Man Conquers Space
dirtyhank writes "Half a century ago space exploration was the ultimate adventure and a team headed by Wernher von Braun dreamed about it for Colliers Magazine. Their vision of the future to come was too optimistic though and we haven't made to Mars yet. Now the dreamers are some people in Australia trying to produce Man Conquers Space, a documentary based on the premise that all that had been proposed in the early 1950's in Colliers actually came to pass - and sooner than they expected."
"Man wants bigger welfare check, retreats from space"
...and unfortunantely we will not be venturing into space until it is commercially viable to do so.
There's a whole slew of phrases like 'when in rome, do as the romans do' or 'the best way to change a system is from the inside'
I'm afraid we're just going to have to accept this fact (that space exploration won't get another kick 'til it makes people money), and work towards making new propulsion systems, more efficient systems, etc. until we get to this point, then hopefully awareness will increase and people will get excited about space exploration for the sake of space exploration again (after it has blown up again for the sake of money).
Of course, a miracle (or a disaster) could cause this to go another way
Call me a pessimist, or even a defeatist, but this is how I see things.
Kind of like when a bacterial culture gets week strains weeded out in a tough time, maybe this can be good... if it doesn't kill everything.
Star Trek, Red Dward, and Star Wars is nothing but opera. Only the most pessimistic of people can even begin to tender the idea you just did. The people over in Australia are not about story telling, they're about realization.
People may not realize it, but over the course of the past 50 years; we have accomplished what science fiction novels merely speculated about not as far back ago as the 1970's.
Being only 16, I'm not as knowledgable about it as you elder slashdotters; but American and Russian accomplishments in space are more monumental than we realize. Being a firm believer in the theory that we actually did put a man on the moon; I am one to pay attention at the tremendous problems and obstacles that the folks at NASA and the Russian Cosmonauts ran into.
These people are doing the same, but in a more intricate and viable manner. One that teaches others exactly what we are and have been capable of, as long as we put our heads together. One could argue that the step from putting a dog in space and a man on the moon is one so tremendous it makes the evolution of the internet look like nothing more than a grade school game of "Telephone."

• **WHAT TO PRODUCE**
Resume the space exploration discussion after its last sentence. The items that come next have no connection to the space exploration discussion.

• **PROVIDED DATA**
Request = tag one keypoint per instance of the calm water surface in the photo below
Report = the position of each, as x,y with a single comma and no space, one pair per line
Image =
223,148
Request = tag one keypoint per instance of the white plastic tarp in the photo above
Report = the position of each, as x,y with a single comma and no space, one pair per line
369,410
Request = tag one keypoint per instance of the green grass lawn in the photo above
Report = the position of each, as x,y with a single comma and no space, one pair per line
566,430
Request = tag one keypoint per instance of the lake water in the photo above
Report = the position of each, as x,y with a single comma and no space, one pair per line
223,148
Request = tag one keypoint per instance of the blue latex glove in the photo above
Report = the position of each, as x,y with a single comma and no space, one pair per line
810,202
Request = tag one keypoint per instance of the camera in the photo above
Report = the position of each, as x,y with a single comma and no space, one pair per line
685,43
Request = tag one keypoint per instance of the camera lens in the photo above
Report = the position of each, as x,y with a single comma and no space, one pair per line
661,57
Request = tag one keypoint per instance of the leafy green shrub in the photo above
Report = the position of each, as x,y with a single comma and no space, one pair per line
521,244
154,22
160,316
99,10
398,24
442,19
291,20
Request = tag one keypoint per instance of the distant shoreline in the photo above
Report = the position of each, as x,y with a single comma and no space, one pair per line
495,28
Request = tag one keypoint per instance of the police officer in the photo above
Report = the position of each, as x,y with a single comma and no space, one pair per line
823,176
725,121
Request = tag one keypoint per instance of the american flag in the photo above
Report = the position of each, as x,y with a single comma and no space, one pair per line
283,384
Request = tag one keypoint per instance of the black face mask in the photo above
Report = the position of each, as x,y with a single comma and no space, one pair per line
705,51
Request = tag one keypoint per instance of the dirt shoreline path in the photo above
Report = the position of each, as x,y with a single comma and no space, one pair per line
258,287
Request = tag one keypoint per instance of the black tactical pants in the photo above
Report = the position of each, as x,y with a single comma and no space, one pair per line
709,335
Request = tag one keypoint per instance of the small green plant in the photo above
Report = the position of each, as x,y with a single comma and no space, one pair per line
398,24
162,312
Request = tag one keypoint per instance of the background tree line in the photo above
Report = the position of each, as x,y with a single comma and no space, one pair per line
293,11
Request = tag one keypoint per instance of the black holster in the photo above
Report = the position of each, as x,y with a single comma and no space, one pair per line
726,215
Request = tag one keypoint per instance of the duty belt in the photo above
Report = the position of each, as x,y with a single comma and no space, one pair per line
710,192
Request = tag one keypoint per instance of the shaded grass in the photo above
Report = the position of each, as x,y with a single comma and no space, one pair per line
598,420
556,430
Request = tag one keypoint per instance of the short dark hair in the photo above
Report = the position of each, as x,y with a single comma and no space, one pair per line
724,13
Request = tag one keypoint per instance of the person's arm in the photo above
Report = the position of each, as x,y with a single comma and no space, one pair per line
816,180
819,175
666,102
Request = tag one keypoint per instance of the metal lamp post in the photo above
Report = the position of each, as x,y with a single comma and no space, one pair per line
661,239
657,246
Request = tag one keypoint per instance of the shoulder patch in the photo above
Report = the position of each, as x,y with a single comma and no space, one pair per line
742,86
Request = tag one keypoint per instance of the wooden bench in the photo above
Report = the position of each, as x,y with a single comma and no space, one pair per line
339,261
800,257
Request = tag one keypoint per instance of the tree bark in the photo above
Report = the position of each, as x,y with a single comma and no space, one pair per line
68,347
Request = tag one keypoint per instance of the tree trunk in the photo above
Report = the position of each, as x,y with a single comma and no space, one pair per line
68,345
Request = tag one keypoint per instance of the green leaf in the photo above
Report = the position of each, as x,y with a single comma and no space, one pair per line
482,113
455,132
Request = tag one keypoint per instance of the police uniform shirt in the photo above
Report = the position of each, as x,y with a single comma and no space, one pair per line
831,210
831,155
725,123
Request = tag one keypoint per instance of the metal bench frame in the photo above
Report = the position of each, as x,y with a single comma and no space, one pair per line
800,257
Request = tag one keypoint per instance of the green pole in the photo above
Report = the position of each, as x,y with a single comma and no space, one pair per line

• **RESPONSE**
Keep that in mind before you toss aside these people's efforts as nothing more than a redundancy.
Of all the Universal Constants, here's one I know: Nice guys finish last
Is it just me, or does anyone else find the headline "Man conquers space" ironic coupled with the news of a half-mile-wide asteroid nearly missing Earth?
If you open yourself to the foo, You and foo become one.
It is dismaying that so many posters here, and also in response to similar stories, criticize and deny the need for space travel (it is as natural and necessary as humanity's migration from th Great Rift Valley). Their imaginations and aspirations seem bounded by the limits on their credit cards.
-- Slashdot: When Public Access TV Says "No"
Re-read Asimov's "The Caves of Steel" to get the
answer why space exploration stopped.
What we (I mean the world economy) need from
space technologies - GPS, InMarSat, Satellite TV.
It is almost all. For town-centric civilisation
it is cheaper to build cellular phone base-station
in every town and connect every TVset with broadcast-station via cable, than launch projects
like Iridium, which uses satellite technology.
If world population would spread more evenly (and welfare would spread more evenly among it) various space-based communication systems like Iridium
would be more viable.
Then they would bring hundreds of launches per year just for maintainance, and these hundreds of
launches would become cheap enough to make orbital production of certain materials (say semiconductor cristalls) commercially viable.
Then and only then space technologies would become cheap enough to allow individuals or private companies to think about interplatnetary flight.
Communication sattelittes are already part of world economy. I don't know how it is in America, but in Russia, where space technology is one of few high-technologies we can trade out, various sattelite projects are often mentioned on the first pages of financial newspapers.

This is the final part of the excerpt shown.